── EXCERPT PROVIDED ──
As demonstrated by the origami, the same flat shape, such as rectangle, can be used to create hundreds of the origami figures. What differentiates these shapes is the sequence and direction in which the original shapes were folded. The fundamental question arises how we can control direction of bending or twisting of the flat patterns in micro- and nanoscale?

First of all, the shape itself may define the direction in which deformation occurs. In our early experiments with rectangular patterns of magnetic films grown on top of PMMA photoresist, we observed that only the longer edges of the AuCo film patterns rolled and formed long double tubes as shown in Figure 6(a). This tendency can be interpreted in terms of the bending moment which for the films with uniform in-plane stresses is proportional to the length of the edge. Thus, when the etching progresses uniformly from all sides, the bending of longer edges prevails. The self-rolling of the same pattern will progress differently if a part of the pattern is attached to the substrate at the short edge, which prohibits rolling of the shorter edge. However, the constraint may not be effective for the rectangles with very large aspect ratio of the sides. Also, rigid parts of the patterns, such as thicker walls of origami figures from Figure 2, can act as constraints on bending the patterns. A theory of deformations of thin bilayered films has been developed by Cendula et al. [49]. They predicted that for certain stress gradient level a regular wrinkling is expected rather than bending. Computer modeling can be used for predicting formation of origami figures from more complex film patterns.

Figure 6.

(a) Free-standing double tube of Cu/Co bilayer and (b) self-rolling of Ti/Ni bilayer which is attached at one end to the substrate and forms a single microtube.
───
── EXTRACTED DATA ──
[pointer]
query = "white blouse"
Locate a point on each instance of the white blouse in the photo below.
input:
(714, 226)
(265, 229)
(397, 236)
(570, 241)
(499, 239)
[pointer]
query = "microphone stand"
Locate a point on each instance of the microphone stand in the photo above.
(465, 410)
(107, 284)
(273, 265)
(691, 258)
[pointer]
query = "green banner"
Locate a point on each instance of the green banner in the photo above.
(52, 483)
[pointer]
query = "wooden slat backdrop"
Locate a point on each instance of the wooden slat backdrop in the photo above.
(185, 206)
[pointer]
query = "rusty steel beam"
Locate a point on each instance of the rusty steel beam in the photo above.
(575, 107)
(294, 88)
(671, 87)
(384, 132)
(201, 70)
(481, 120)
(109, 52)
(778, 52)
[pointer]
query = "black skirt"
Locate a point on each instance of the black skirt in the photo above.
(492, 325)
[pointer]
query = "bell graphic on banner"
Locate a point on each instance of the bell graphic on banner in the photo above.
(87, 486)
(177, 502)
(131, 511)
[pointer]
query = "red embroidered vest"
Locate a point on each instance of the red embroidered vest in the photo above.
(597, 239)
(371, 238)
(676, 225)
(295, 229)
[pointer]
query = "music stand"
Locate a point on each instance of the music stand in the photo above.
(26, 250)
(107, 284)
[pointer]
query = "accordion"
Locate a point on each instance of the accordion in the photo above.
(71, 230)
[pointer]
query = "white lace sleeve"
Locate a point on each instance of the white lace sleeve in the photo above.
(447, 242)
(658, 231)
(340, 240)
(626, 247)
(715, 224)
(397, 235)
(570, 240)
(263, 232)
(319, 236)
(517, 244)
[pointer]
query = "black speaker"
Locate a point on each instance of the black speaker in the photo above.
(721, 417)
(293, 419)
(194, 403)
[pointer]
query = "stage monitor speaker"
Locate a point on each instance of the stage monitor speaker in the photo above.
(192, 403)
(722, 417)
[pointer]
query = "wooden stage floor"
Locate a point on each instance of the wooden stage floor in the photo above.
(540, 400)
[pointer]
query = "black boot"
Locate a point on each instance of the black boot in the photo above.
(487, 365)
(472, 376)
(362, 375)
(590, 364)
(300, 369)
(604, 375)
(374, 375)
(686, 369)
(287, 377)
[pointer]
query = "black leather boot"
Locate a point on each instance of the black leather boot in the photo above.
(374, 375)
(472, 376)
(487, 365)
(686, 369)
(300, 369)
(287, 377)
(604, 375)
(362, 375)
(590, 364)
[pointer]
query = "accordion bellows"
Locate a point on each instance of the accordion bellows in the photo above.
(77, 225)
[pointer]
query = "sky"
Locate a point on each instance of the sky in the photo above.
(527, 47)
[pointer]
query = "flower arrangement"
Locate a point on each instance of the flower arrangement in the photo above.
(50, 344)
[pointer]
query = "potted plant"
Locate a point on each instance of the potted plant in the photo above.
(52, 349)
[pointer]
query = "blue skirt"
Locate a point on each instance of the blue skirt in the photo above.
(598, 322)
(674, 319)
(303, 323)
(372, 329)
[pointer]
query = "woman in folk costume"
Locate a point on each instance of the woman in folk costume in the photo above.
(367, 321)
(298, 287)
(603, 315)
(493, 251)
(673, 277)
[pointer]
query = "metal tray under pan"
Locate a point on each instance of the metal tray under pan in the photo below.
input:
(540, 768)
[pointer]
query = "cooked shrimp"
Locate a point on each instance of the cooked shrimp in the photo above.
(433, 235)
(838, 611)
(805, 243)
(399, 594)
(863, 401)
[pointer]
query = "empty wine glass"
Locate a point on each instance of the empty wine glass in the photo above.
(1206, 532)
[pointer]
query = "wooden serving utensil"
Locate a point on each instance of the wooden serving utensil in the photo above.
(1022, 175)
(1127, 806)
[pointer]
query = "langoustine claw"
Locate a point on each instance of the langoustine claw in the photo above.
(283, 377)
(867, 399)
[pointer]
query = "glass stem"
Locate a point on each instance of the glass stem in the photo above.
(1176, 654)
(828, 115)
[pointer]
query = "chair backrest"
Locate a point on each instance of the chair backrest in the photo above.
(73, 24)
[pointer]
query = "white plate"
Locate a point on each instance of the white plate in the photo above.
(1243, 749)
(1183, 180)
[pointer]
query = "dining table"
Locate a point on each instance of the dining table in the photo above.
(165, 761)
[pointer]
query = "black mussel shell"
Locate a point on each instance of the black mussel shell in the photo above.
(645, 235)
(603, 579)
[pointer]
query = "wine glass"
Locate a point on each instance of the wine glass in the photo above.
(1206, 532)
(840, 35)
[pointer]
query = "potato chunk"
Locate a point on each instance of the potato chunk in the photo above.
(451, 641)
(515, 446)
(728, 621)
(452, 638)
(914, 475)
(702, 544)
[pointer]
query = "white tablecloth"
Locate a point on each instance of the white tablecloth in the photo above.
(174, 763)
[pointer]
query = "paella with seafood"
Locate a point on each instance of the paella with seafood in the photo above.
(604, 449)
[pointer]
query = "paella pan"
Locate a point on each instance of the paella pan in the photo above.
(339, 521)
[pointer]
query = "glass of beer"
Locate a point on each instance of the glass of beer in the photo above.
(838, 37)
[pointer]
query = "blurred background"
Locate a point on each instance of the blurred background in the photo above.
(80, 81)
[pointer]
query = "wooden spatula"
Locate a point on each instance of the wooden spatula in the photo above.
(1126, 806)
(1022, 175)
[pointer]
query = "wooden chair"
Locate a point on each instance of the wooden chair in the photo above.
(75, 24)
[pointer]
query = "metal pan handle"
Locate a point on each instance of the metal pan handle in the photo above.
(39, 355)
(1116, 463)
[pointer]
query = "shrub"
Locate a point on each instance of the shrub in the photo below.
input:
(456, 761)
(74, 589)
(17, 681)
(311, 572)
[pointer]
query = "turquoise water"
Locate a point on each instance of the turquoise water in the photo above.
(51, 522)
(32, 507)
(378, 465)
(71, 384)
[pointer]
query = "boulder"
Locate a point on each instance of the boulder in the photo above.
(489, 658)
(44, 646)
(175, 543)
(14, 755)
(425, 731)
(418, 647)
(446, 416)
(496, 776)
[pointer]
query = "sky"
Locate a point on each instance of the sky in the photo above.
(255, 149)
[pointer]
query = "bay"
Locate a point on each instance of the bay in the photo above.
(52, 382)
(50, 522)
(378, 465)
───
- _COMPLETE THE FOLLOWING_
1. In the excerpt on self-rolling film patterns, who developed a theory of deformations of thin bilayered films?
2. Render this sentence from the excerpt on self-rolling film patterns into Spanish: "Thus, when the etching progresses uniformly from all sides, the bending of longer edges prevails."
3. List every metal film or bilayer composition named in the excerpt on self-rolling film patterns.
The records have no connection to the excerpt on self-rolling film patterns.

- _TASK RESPONSES_
1. Cendula et al. developed it.

2. Así, cuando el grabado avanza de manera uniforme desde todos los lados, predomina la flexión de los bordes más largos.

3.
- AuCo
- Cu/Co
- Ti/Ni